• _Задания_
1/ Ответьте кратко на вопросы по отрывку о Чаадаеве.
(a) В каком мире, согласно отрывку, жил юноша?
(b) Кто написал обстоятельную книгу о Чаадаеве?
(c) В каком году составлялось духовное завещание Петра Яковлевича?
2/ Определите, соответствуют ли утверждения отрывку о Чаадаеве. Ответьте «да» или «нет» и приведите решающие слова отрывка в виде точной цитаты.
(a) Кене установил, что формы крепостного права были основой финансового благополучия Петра Яковлевича до конца его дней.
(b) Составляя завещание, Петр Яковлевич освободил своих крепостных.
(c) Юноша приходил к своим выводам опытным путем.
3/ Продолжите отрывок о Чаадаеве. Начните сразу после его последнего предложения.

• _Фрагмент страницы_
Никогда никакой жизни, этот рано облысевший бесполый юноша, не знал, и видимо, гордился «царственным презрением к эмпирической действительности».
Жил он в «истинном» мире идей, и если до чего-нибудь «дошел», то только умозрительным путем.
«Мыслящую Россию», падкую до всякого обличительства, не трудно было купить популярной в те времена декламацией о рабстве, но трезвый иностранец Шарль Кене, написавший обстоятельную книгу о Чаадаеве,{26} никак не может понять необходимости разбиваться о проклятую действительность и дышать воздухом «составляемым» рабами, в такое время, когда сама императорская власть ждала от дворян освобождения крепостных. Кене спокойно добрался до соответствующих материалов и установил, что «dvorovoi, obrok, tiag1о», то есть, toutes les formes du servage russe» —составляли основу финансового благополучия Петра Яковлевича до конца его дней. Еще в 1823 г., он ездил в «Лихачи» — свою наследственную деревню, и наблюдая там крепостных нашел, что «этим добрым людям» совсем не так уж плохо живется под заботливым управлением Михаила Яковлевича — его брата. Ни тогда, ни в 1855 г., за год до смерти, когда составлялось духовное завещание, он не пожелал освободить их и избавить себя от «стольких ужасов» заключенных в слове «раб».

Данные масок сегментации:
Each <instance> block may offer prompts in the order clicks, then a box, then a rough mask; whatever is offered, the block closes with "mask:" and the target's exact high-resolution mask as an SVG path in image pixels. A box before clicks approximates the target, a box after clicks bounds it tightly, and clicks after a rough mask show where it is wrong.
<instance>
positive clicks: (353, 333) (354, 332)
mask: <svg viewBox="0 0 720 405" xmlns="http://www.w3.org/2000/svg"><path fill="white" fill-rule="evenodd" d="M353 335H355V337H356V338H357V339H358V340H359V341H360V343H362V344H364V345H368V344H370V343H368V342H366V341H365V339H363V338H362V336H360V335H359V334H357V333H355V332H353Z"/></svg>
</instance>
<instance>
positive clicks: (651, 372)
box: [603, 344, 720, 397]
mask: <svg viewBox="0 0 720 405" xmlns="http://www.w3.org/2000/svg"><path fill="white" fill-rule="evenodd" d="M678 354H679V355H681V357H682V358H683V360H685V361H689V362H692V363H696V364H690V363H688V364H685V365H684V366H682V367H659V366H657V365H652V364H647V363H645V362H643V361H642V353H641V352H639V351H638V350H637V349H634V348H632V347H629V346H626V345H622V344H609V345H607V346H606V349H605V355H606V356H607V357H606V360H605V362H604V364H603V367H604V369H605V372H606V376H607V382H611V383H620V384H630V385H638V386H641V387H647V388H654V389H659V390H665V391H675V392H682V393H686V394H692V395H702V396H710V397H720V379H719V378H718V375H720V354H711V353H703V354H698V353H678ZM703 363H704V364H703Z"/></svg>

• _Разобранные задания_
1/
(a) В «истинном» мире идей.
(b) Шарль Кене.
(c) В 1855 г., за год до смерти.

2/
(a) Да: «составляли основу финансового благополучия Петра Яковлевича до конца его дней».
(b) Нет: «Ни тогда, ни в 1855 г., за год до смерти, когда составлялось духовное завещание, он не пожелал освободить их».
(c) Нет: «если до чего-нибудь „дошел“, то только умозрительным путем».

3/
Он пользовался самой жестокой статьей помещичьего права — сдачей крестьян в солдаты. Таким путем он поправил, однажды, свои денежные дела, выручив 9000 рублей от продажи новобранцев.
В наши дни, впрочем, легче понять поведение самого Чаадаева, чем слова Герцена о «выстраданном проклятии», которым Брут «мстил русской жизни». За кем только не признавалось у нас это право на месть!
⁂
Что принимали его не за того кем он был, — начали догадываться в начале нашего века. Особенно опасной для революционной репутации Чаадаева оказалась книга М. О. Гершензона. Но и Гершензон не решился посягнуть на вековую традицию, на «светоча», «соратника декабристов». Гершезону, впрочем, известно было только три из восьми «философических писем». Теперь, когда опубликованы пять недостающих, и произведение, бывшее делом жизни Петра Яковлевича, предстало в цельном виде, — всякие сомнения относительно природы его философии отпадают. Невозможно возражать проф. о. В. В. Зеньковскому, увидевшему ключ ко всем его взглядам в его религиозных переживаниях. Неоригинальная, эклектическая философия его, представляет, в наши дни, чисто исторический интерес. Она выглядит маленькой струйкой теряющейся в мощном потоке европейской религиозной литературы того времени.
Судьба спасла ее творца от жалкого жребия выступить со своим произведением на Западе. Это позволило ему до конца дней красоваться в нимбе пророка, непризнанного в своем отечестве. Жаль, только, что он сам и русские его современники лишены были случая убедиться в глубоком провинциализме концепции, с высот которой выносились такие сокрушительные приговоры.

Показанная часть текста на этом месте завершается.